» INFORMATION SHOWN:
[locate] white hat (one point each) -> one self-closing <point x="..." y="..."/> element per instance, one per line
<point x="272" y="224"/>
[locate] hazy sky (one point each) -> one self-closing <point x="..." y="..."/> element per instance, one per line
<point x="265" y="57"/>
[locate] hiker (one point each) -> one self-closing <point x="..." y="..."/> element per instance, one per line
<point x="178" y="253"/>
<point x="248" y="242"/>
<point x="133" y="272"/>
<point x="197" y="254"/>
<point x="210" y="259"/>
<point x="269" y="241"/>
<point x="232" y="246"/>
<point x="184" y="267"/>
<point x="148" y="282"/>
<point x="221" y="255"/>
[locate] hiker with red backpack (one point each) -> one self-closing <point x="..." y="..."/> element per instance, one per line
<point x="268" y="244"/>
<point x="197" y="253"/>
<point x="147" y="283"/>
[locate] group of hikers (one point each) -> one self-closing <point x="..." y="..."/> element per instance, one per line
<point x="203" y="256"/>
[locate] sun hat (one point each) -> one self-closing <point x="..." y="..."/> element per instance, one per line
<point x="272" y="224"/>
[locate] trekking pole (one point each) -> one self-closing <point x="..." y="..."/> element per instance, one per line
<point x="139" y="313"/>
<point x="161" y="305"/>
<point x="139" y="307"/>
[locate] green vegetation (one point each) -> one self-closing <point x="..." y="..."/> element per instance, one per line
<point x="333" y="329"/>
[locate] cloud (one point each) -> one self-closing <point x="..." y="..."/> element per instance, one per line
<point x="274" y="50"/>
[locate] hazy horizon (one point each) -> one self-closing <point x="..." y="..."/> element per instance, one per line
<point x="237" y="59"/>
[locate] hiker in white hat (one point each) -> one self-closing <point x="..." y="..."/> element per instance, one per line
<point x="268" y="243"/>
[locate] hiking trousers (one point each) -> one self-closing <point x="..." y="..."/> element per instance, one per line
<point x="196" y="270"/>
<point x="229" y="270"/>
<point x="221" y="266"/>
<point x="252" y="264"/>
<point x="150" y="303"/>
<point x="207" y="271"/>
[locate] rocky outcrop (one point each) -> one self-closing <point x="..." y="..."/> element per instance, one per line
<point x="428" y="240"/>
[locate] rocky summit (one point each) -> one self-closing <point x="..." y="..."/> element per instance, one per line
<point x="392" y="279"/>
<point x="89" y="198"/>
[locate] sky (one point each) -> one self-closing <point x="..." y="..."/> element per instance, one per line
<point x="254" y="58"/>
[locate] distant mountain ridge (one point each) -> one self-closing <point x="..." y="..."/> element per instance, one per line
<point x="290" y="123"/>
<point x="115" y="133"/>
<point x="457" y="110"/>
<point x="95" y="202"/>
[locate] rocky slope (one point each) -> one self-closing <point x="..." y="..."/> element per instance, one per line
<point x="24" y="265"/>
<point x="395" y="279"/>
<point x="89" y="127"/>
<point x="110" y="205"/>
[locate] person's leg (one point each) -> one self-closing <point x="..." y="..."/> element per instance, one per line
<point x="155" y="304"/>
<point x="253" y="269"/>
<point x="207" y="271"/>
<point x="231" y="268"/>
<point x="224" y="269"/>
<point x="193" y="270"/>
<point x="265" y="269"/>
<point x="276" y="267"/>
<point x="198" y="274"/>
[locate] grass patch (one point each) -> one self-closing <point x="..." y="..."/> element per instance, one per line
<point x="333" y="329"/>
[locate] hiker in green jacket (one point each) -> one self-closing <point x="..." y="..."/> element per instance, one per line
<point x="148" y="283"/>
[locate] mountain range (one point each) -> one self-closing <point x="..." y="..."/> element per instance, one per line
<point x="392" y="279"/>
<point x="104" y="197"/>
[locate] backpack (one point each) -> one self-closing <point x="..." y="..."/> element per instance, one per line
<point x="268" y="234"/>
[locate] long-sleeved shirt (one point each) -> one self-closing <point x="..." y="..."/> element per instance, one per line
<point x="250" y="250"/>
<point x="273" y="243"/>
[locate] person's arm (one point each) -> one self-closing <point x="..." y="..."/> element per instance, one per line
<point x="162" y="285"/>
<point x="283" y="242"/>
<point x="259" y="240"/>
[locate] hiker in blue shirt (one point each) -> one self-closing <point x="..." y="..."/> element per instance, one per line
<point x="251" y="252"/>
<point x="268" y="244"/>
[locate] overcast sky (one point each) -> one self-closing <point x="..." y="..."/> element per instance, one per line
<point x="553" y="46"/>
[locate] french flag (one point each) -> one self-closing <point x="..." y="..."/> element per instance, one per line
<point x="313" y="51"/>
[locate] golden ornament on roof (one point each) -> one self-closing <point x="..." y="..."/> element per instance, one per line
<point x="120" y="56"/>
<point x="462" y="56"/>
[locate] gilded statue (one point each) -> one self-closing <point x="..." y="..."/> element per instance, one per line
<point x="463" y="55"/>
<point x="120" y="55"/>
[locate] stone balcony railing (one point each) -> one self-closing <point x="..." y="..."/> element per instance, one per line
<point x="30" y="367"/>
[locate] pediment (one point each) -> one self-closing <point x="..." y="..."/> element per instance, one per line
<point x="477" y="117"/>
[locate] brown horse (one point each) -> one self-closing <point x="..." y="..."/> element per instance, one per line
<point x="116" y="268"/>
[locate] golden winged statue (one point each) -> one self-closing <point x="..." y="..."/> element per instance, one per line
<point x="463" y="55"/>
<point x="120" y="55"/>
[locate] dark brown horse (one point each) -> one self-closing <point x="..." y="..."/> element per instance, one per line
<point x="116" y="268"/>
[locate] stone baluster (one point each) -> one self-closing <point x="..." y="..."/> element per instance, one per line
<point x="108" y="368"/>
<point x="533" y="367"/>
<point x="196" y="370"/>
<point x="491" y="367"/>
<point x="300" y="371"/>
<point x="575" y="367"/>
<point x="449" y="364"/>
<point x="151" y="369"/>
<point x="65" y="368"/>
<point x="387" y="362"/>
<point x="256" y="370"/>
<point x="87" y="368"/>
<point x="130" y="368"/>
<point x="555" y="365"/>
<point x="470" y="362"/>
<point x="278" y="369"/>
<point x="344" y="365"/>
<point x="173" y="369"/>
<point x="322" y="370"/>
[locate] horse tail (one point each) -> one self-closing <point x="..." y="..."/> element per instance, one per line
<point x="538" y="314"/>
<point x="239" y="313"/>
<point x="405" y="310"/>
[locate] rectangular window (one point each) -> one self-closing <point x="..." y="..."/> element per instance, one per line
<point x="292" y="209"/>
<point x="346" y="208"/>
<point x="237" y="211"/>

» TASK:
The entire listing should be repeated with no line missing and no word altered.

» SOLUTION TO THE EXERCISE:
[locate] white hat (one point each) -> one self-closing <point x="..." y="..."/> element per instance, one per line
<point x="272" y="224"/>
[locate] hazy sky (one point each) -> one self-closing <point x="..." y="..."/> element per instance, one per line
<point x="265" y="57"/>
[locate] hiker (one point each) -> one self-closing <point x="..." y="..."/> element per instance, one per line
<point x="178" y="253"/>
<point x="248" y="242"/>
<point x="133" y="272"/>
<point x="197" y="254"/>
<point x="210" y="259"/>
<point x="269" y="241"/>
<point x="232" y="246"/>
<point x="184" y="267"/>
<point x="148" y="282"/>
<point x="221" y="255"/>
[locate] hiker with red backpack (one point each) -> one self-closing <point x="..." y="..."/> element per instance, one per line
<point x="268" y="244"/>
<point x="197" y="253"/>
<point x="147" y="283"/>
[locate] group of hikers (one point each) -> one self-closing <point x="..." y="..."/> element per instance, one per line
<point x="203" y="256"/>
[locate] sun hat (one point each) -> one self-closing <point x="..." y="..."/> element per instance, one per line
<point x="272" y="224"/>
[locate] trekking pole (one point each) -> one self-closing <point x="..." y="..."/> element per instance, one per line
<point x="139" y="313"/>
<point x="161" y="305"/>
<point x="139" y="307"/>
[locate] green vegetation (one point each) -> one self-closing <point x="..." y="..."/> element per instance, one per line
<point x="333" y="329"/>
[locate] cloud (one point each) -> one self-closing <point x="..." y="..."/> element per instance, one per line
<point x="274" y="50"/>
[locate] hazy horizon (one point each) -> one self-closing <point x="..." y="..."/> element per instance, one per line
<point x="237" y="59"/>
[locate] hiker in white hat (one point each) -> one self-closing <point x="..." y="..."/> element per instance, one per line
<point x="268" y="243"/>
[locate] hiking trousers (one point each) -> one self-closing <point x="..." y="..."/> element per instance, one per line
<point x="196" y="270"/>
<point x="229" y="270"/>
<point x="221" y="266"/>
<point x="252" y="264"/>
<point x="150" y="303"/>
<point x="207" y="271"/>
[locate] rocky outcrop (one point each) -> one self-closing <point x="..." y="..."/> element per instance, one per line
<point x="428" y="240"/>
[locate] rocky summit (one point each) -> one self-closing <point x="..." y="..."/> element per instance, one per line
<point x="392" y="279"/>
<point x="89" y="198"/>
[locate] sky (one point each) -> one self-closing <point x="..." y="..."/> element per instance, one per line
<point x="254" y="58"/>
[locate] distant mountain ridge (one point each) -> one self-closing <point x="..." y="..."/> element per instance, one per line
<point x="290" y="123"/>
<point x="115" y="133"/>
<point x="457" y="110"/>
<point x="95" y="202"/>
[locate] rocky slope (one point each) -> one self-closing <point x="..." y="..."/> element per instance, one per line
<point x="24" y="265"/>
<point x="395" y="279"/>
<point x="89" y="127"/>
<point x="110" y="205"/>
[locate] person's leg (one point each) -> one self-closing <point x="..." y="..."/> element per instance, one per line
<point x="155" y="304"/>
<point x="253" y="269"/>
<point x="207" y="271"/>
<point x="231" y="268"/>
<point x="224" y="269"/>
<point x="193" y="270"/>
<point x="265" y="269"/>
<point x="276" y="267"/>
<point x="198" y="274"/>
[locate] grass patch (one point each) -> one self-closing <point x="..." y="..."/> element per instance, one per line
<point x="333" y="329"/>
[locate] hiker in green jacket (one point each) -> one self-closing <point x="..." y="..."/> element per instance, one per line
<point x="148" y="283"/>
[locate] mountain range (one point each) -> one self-closing <point x="..." y="..."/> element per instance, one per line
<point x="392" y="279"/>
<point x="104" y="197"/>
[locate] backpack (one point each) -> one self-closing <point x="..." y="..."/> element per instance, one per line
<point x="268" y="234"/>
[locate] long-sleeved shirt (one point each) -> one self-closing <point x="..." y="..."/> element per instance, one per line
<point x="250" y="250"/>
<point x="273" y="243"/>
[locate] person's arm (one point each) -> one self-closing <point x="..." y="..."/> element per instance, one per line
<point x="162" y="285"/>
<point x="283" y="242"/>
<point x="259" y="240"/>
[locate] hiker in blue shirt (one point each) -> one self-closing <point x="..." y="..."/> element per instance, one per line
<point x="251" y="252"/>
<point x="268" y="244"/>
[locate] overcast sky (one point each) -> one self-closing <point x="..." y="..."/> element per instance, one per line
<point x="553" y="46"/>
[locate] french flag (one point each) -> one self-closing <point x="..." y="..."/> element per instance, one per line
<point x="313" y="51"/>
[locate] golden ornament on roof (one point each) -> one self-closing <point x="..." y="..."/> element per instance, one per line
<point x="120" y="56"/>
<point x="462" y="56"/>
[locate] gilded statue (one point each) -> one self-closing <point x="..." y="..."/> element per instance, one per line
<point x="463" y="55"/>
<point x="120" y="55"/>
[locate] stone balcony railing (one point each) -> one self-closing <point x="..." y="..."/> element per instance, one per line
<point x="30" y="367"/>
[locate] pediment (one point each) -> one self-closing <point x="..." y="..."/> element per instance, one per line
<point x="477" y="117"/>
[locate] brown horse (one point each) -> one self-closing <point x="..." y="..."/> element per instance, one per line
<point x="116" y="268"/>
[locate] golden winged statue (one point each) -> one self-closing <point x="..." y="..."/> element per instance, one per line
<point x="463" y="55"/>
<point x="120" y="55"/>
[locate] dark brown horse (one point each) -> one self-closing <point x="..." y="..."/> element per instance, one per line
<point x="116" y="268"/>
[locate] stone baluster (one point each) -> one self-closing <point x="..." y="..."/> element per instance, one per line
<point x="108" y="368"/>
<point x="533" y="367"/>
<point x="196" y="370"/>
<point x="491" y="367"/>
<point x="300" y="371"/>
<point x="575" y="367"/>
<point x="449" y="364"/>
<point x="151" y="369"/>
<point x="65" y="368"/>
<point x="387" y="362"/>
<point x="256" y="370"/>
<point x="87" y="368"/>
<point x="130" y="368"/>
<point x="555" y="365"/>
<point x="470" y="362"/>
<point x="278" y="369"/>
<point x="344" y="365"/>
<point x="173" y="369"/>
<point x="322" y="370"/>
[locate] horse tail (one point each) -> one self-closing <point x="..." y="..."/> element per instance, one per line
<point x="538" y="314"/>
<point x="239" y="313"/>
<point x="405" y="310"/>
[locate] rectangular window (one point each) -> one self-closing <point x="..." y="..."/> element per instance, one per line
<point x="292" y="209"/>
<point x="346" y="208"/>
<point x="237" y="211"/>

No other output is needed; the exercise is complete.